*Work to do:* Copy every line of the material below, requests included. Begin at the line that contains "of the gray" and stop after the last line of the material. Shift each x and y coordinate in the answers up by 140.

*Saved entries:*
## start

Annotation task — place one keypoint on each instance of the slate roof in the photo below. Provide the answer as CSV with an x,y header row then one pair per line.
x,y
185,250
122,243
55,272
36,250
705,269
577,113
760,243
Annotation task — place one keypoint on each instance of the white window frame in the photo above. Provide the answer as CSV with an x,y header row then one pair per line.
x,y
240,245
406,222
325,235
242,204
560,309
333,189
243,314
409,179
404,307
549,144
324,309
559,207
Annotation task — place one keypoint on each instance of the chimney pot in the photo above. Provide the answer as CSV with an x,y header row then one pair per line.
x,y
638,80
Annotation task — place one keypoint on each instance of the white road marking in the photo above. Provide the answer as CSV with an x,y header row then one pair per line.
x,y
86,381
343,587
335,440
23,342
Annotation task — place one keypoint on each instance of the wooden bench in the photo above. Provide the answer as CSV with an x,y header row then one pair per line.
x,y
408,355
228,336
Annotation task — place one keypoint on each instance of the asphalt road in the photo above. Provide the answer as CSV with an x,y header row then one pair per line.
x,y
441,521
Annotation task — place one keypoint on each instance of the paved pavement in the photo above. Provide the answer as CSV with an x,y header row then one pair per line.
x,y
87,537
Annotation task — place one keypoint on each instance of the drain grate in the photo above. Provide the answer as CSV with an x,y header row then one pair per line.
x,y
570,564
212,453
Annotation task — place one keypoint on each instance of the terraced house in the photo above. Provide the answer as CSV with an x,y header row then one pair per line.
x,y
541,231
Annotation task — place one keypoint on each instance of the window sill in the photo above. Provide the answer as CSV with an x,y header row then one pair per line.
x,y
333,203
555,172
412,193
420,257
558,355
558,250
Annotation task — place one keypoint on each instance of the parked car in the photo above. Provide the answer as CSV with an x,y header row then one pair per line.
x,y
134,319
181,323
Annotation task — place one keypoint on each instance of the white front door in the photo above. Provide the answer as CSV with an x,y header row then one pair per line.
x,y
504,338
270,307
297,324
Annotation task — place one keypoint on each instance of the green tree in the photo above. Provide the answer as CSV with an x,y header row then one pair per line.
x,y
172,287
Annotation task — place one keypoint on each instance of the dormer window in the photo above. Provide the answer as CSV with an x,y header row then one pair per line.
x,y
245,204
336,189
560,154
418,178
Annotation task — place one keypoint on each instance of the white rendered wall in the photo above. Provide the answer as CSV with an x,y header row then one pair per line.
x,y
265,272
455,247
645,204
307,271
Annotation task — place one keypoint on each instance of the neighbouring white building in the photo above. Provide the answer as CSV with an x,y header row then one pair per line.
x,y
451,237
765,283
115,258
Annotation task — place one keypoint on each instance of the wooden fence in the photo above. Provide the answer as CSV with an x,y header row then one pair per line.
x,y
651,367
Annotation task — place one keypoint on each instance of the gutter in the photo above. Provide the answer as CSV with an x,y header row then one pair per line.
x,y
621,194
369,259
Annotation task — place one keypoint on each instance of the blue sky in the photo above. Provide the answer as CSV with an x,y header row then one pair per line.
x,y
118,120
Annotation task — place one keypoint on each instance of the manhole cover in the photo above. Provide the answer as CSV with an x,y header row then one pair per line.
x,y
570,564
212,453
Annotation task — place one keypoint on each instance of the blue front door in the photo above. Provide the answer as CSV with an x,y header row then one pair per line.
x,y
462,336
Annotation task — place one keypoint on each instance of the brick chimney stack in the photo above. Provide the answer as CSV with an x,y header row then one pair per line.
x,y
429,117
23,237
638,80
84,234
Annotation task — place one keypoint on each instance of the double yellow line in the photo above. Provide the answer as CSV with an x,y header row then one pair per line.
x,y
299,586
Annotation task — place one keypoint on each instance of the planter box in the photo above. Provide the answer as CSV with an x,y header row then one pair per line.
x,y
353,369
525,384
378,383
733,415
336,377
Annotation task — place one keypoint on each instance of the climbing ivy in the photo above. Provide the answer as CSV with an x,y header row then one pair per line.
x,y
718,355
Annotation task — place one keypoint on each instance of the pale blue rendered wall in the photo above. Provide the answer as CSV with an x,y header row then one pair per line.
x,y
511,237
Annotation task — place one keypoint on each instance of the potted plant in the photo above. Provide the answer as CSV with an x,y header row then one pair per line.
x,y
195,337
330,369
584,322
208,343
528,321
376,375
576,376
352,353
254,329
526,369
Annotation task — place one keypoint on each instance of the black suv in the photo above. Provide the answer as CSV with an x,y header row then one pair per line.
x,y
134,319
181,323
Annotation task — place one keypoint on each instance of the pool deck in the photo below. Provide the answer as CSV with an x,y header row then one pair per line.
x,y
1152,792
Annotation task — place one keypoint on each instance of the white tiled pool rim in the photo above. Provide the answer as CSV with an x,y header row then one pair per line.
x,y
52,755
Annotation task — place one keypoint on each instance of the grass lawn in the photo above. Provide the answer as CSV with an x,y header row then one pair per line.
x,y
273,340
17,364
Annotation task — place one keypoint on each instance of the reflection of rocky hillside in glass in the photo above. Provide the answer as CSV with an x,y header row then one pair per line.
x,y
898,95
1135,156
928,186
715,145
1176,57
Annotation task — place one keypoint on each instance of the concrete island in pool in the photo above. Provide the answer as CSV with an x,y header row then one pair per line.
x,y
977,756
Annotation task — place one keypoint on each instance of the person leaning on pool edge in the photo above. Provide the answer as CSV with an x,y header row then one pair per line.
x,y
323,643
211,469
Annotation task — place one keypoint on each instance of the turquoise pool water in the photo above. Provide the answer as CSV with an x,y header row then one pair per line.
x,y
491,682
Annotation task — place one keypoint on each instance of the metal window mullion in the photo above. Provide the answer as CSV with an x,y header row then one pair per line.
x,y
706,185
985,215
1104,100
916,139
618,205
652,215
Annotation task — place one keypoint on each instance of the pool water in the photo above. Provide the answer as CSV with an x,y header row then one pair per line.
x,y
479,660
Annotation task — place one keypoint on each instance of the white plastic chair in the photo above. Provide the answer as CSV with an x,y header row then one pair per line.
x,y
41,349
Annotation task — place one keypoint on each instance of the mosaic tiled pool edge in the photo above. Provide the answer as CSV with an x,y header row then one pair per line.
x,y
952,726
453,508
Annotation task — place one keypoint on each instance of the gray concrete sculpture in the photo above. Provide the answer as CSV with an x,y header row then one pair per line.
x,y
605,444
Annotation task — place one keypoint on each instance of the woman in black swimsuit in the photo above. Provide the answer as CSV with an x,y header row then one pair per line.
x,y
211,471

## end

*Response to the exercise:*
Annotation task — place one keypoint on each instance of the gray concrete sculpture in the photo above. Provide the answer as CSV with an x,y header row then one pair per line.
x,y
745,584
Annotation task — place one keypoint on each instance of the woman in black swimsuit in the photo above. Provide the answer as CSV with an x,y header row then one pair per line.
x,y
351,611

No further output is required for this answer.